▶ [WHAT YOU ARE ASKED TO DO]:
Print every one of the items below verbatim, leaving out the picture.

▶ [PROVIDED DATA]:
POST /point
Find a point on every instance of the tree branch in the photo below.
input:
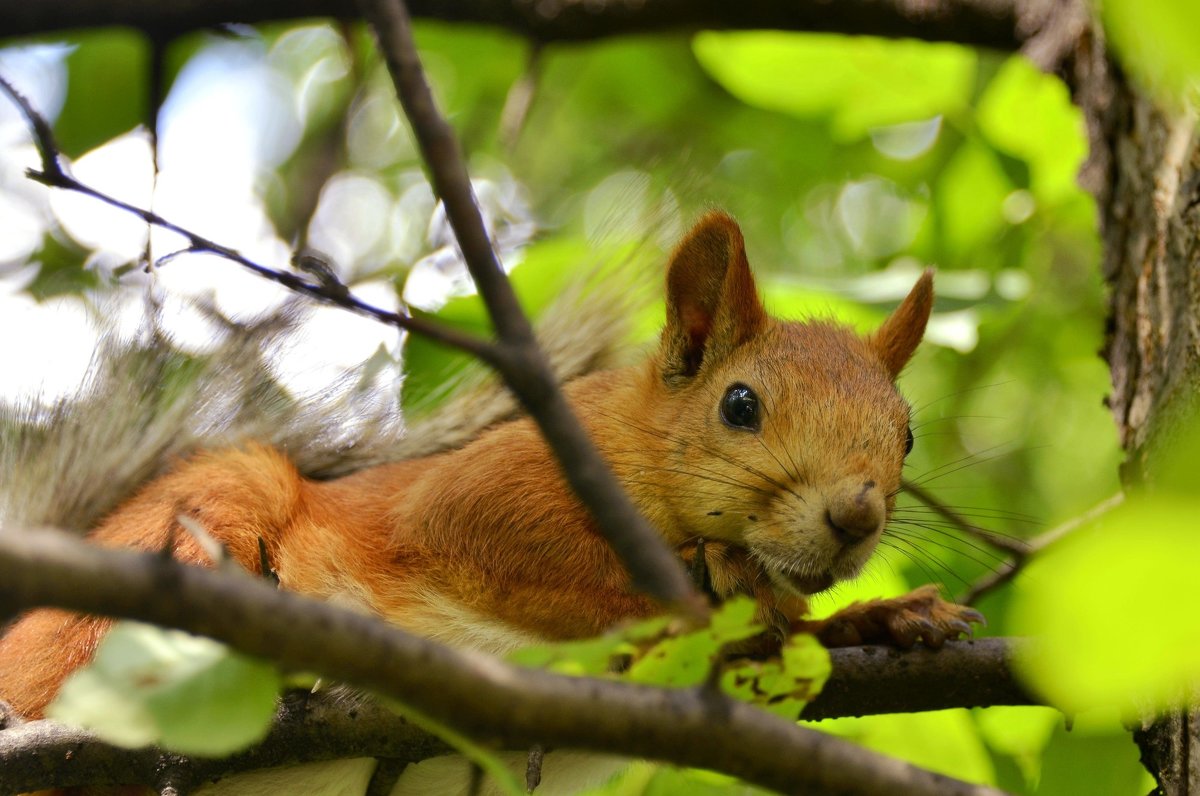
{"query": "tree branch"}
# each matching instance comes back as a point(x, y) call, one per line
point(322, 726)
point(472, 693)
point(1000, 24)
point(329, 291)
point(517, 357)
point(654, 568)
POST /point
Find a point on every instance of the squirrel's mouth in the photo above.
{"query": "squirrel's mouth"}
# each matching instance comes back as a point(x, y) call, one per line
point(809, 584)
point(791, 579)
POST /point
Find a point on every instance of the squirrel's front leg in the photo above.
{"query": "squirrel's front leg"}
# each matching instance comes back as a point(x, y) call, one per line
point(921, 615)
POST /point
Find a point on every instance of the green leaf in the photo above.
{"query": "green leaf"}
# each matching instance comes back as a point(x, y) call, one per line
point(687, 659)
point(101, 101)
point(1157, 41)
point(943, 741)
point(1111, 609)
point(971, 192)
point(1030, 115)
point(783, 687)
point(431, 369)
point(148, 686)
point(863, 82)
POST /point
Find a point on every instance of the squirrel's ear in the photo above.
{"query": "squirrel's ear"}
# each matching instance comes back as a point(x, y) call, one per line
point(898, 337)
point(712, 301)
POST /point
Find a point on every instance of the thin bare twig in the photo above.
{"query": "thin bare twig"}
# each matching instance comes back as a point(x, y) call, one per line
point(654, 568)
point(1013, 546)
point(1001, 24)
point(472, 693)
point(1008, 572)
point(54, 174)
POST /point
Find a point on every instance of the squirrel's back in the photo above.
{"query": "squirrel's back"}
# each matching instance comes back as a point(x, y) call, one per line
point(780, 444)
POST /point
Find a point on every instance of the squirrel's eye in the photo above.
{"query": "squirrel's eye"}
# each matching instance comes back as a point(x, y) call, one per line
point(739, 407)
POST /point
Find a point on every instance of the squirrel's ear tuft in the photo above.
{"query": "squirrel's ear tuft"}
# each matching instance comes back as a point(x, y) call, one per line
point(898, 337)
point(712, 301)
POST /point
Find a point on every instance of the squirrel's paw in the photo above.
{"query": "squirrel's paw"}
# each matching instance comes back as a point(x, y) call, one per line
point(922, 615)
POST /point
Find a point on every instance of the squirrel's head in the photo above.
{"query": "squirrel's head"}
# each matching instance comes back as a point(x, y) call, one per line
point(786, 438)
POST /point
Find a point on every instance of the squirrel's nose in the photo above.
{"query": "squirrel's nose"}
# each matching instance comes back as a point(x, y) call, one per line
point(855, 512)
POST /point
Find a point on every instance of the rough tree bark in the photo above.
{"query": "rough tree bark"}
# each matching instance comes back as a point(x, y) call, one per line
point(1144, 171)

▶ [SOLUTION BELOW]:
POST /point
Find a point on every instance of the tree branch in the photo below.
input:
{"query": "tree branch"}
# each matching instance comes back as a point(x, y) call, one per line
point(322, 726)
point(472, 693)
point(1000, 24)
point(329, 291)
point(517, 357)
point(654, 568)
POST /point
Find a point on every instance of the squirrel's mouth in the photo above.
{"query": "squirrel's mouth"}
# each matching instance comes back as a point(x, y) call, one per line
point(809, 584)
point(791, 579)
POST /point
Find a point on every instance of the squirrel's front leg in the photo above.
{"query": "squirrel's front leg"}
# each matching instance comes back as a point(x, y) call, one per line
point(921, 615)
POST /point
Find a point on every instance of the green leaf in the photo above.
{"query": "green leaf"}
# each matching instance comes back as a point(x, y) call, one per line
point(687, 659)
point(101, 101)
point(1157, 41)
point(943, 741)
point(1111, 609)
point(971, 192)
point(1030, 115)
point(783, 687)
point(431, 369)
point(148, 686)
point(863, 82)
POST /point
Find a point on every instance of the squirrel's ear in the photo above.
{"query": "squirrel's ear"}
# each matching instance comes back as a point(x, y) call, one per line
point(898, 337)
point(712, 301)
POST /point
Find a point on every instance of the thin bare twig in the photo above.
{"query": "thin bare twig"}
# each matching instance comes back as a point(x, y) call, one per line
point(654, 568)
point(1013, 546)
point(1001, 24)
point(472, 693)
point(1008, 572)
point(54, 174)
POST /point
Find a point on every instance of the squirrel's back in the photo above.
{"query": "squirrel's back"}
# each matching instance comes back as a point(x, y) call, one per line
point(780, 444)
POST /point
Find a point on every instance of the squirrel's eye in the photo above.
{"query": "squirrel's eye"}
# each matching instance comes back as a point(x, y) call, one per line
point(739, 407)
POST /point
Find a point on every instance of the squirrel's ear tuft in the photo above.
{"query": "squirrel's ear tuft"}
# each matching instance comes back as a point(x, y) call, one per line
point(898, 337)
point(712, 301)
POST /point
Find a point on every instance of the squirrel's paw in the photo above.
{"query": "squirrel's paw"}
# each matching instance comes back as a point(x, y) call, one per line
point(922, 615)
POST /point
Find a point on every instance of the squirrel's head in the photo above.
{"query": "squirrel's head"}
# each matching instance comes back as a point(x, y) call, one per line
point(786, 438)
POST /point
Find a point on every instance of the squirrel's nose in the photo above.
{"query": "squirrel's nose"}
# each matching instance comes back as a point(x, y) call, one per line
point(855, 512)
POST /point
Find a point on every instance of the rough tree bark in the photo above.
{"query": "rough tree bark"}
# each matching instance comes back as a point(x, y) call, one per line
point(1144, 171)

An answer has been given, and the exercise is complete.